(Photo object pointing records)
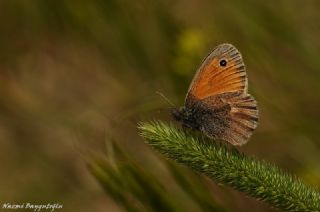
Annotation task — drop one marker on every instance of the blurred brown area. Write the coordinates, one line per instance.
(74, 74)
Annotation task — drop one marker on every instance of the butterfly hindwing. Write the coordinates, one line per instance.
(230, 116)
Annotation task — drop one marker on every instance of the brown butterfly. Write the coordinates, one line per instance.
(217, 102)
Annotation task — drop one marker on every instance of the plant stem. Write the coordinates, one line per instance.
(229, 167)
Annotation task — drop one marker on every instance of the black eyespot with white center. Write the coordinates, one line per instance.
(223, 62)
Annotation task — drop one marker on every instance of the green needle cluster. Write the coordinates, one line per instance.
(227, 166)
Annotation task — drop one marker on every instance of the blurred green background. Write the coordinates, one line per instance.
(76, 75)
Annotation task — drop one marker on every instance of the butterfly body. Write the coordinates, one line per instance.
(217, 103)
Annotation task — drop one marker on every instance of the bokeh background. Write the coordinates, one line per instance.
(77, 76)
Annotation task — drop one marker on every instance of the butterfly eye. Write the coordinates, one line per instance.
(223, 62)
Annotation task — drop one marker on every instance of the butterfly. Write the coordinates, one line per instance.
(217, 102)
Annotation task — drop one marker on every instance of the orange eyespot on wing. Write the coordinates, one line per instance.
(221, 72)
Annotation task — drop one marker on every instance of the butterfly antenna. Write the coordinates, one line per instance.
(165, 98)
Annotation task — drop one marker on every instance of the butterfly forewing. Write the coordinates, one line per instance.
(215, 77)
(218, 95)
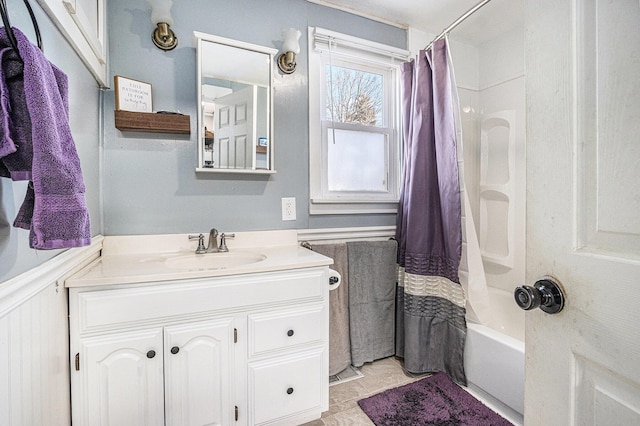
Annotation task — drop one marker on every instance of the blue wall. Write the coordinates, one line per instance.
(150, 184)
(148, 181)
(85, 112)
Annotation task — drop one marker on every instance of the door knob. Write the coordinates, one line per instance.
(545, 294)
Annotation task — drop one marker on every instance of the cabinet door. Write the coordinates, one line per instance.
(121, 380)
(198, 373)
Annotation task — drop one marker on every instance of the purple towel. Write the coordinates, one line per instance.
(36, 122)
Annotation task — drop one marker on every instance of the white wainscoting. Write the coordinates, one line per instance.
(34, 341)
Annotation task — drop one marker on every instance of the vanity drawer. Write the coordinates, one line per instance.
(98, 310)
(275, 330)
(286, 386)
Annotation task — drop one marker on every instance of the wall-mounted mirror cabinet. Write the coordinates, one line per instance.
(235, 106)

• **The problem**:
Output, exactly, all the records above; include no pictures.

• **Completed task**:
Annotation task — drop one marker on every instance of the blurred brown area. Write the coordinates, one line per instance.
(74, 74)
Annotation task — drop one marker on every instance of the butterfly hindwing. Write the coordinates, one line per instance.
(230, 116)
Annotation task — drop one marker on every instance of the brown butterfly. Write the coordinates, one line per instance.
(217, 102)
Annotation task — drop one marker on every instance of the plant stem. Write the coordinates, one line per instance.
(229, 167)
Annotation task — drop one marker on every instance of the black eyespot with white center. Write the coordinates, one line per instance.
(223, 62)
Annotation task — drop one marker on every instance of the green needle cluster. Write the coordinates, one line per instance.
(227, 166)
Annotation task — drop one marker on every instance of the blurred green background. Write the coordinates, one line per instance.
(76, 75)
Annotation task — drop one marker on every instance of the butterfly body. Write the coordinates, one line per instance.
(217, 103)
Annotation task — drop one marker on every instance of the bokeh background. Write the coordinates, one line per instance.
(77, 76)
Annotation task — drop one marker on every instance of the butterfly eye. Write the coordinates, one line per instance.
(223, 62)
Annotation task — drop one marker on every instance of the butterfly. Write the coordinates, one line per instance.
(217, 102)
Annotation task — drop one marker on every instance of the orange eyespot on wing. Write the coordinates, one line per instance.
(221, 72)
Annotation task — drop one marker on every instance of the butterfly antenna. Write the coordinates, one line per instance.
(165, 98)
Annotation task — drop one marker on every instance of the butterfly forewing. Write the coordinates, one line per instance.
(215, 77)
(218, 95)
Annotation task — drop one marker on every instance of the blue wall. Write the coordinates, one line per instance.
(150, 184)
(148, 181)
(85, 112)
Annotation task — drop one marker on every instance of the door knob. Write the coordinates, one line per instance.
(545, 294)
Annotation task — drop one marker on every instance of the cabinet door. Write the coordinates, one line per instance.
(121, 380)
(198, 373)
Annotation task — drop one marker on every instance of the purple towel. Write the coordinates, one line per instance.
(36, 122)
Annotation task — drop one marker on every instance of the white wainscoting. Write the coordinates, one line per instance.
(34, 341)
Annotation task — drop one marker on every instance of the vanity drawer. Write the coordinates, one line per instance.
(98, 310)
(275, 330)
(286, 386)
Annotation task — drop one marker on every instance of the wall-mounted mirror cabinet. Write the coordinates, one line per instance.
(235, 106)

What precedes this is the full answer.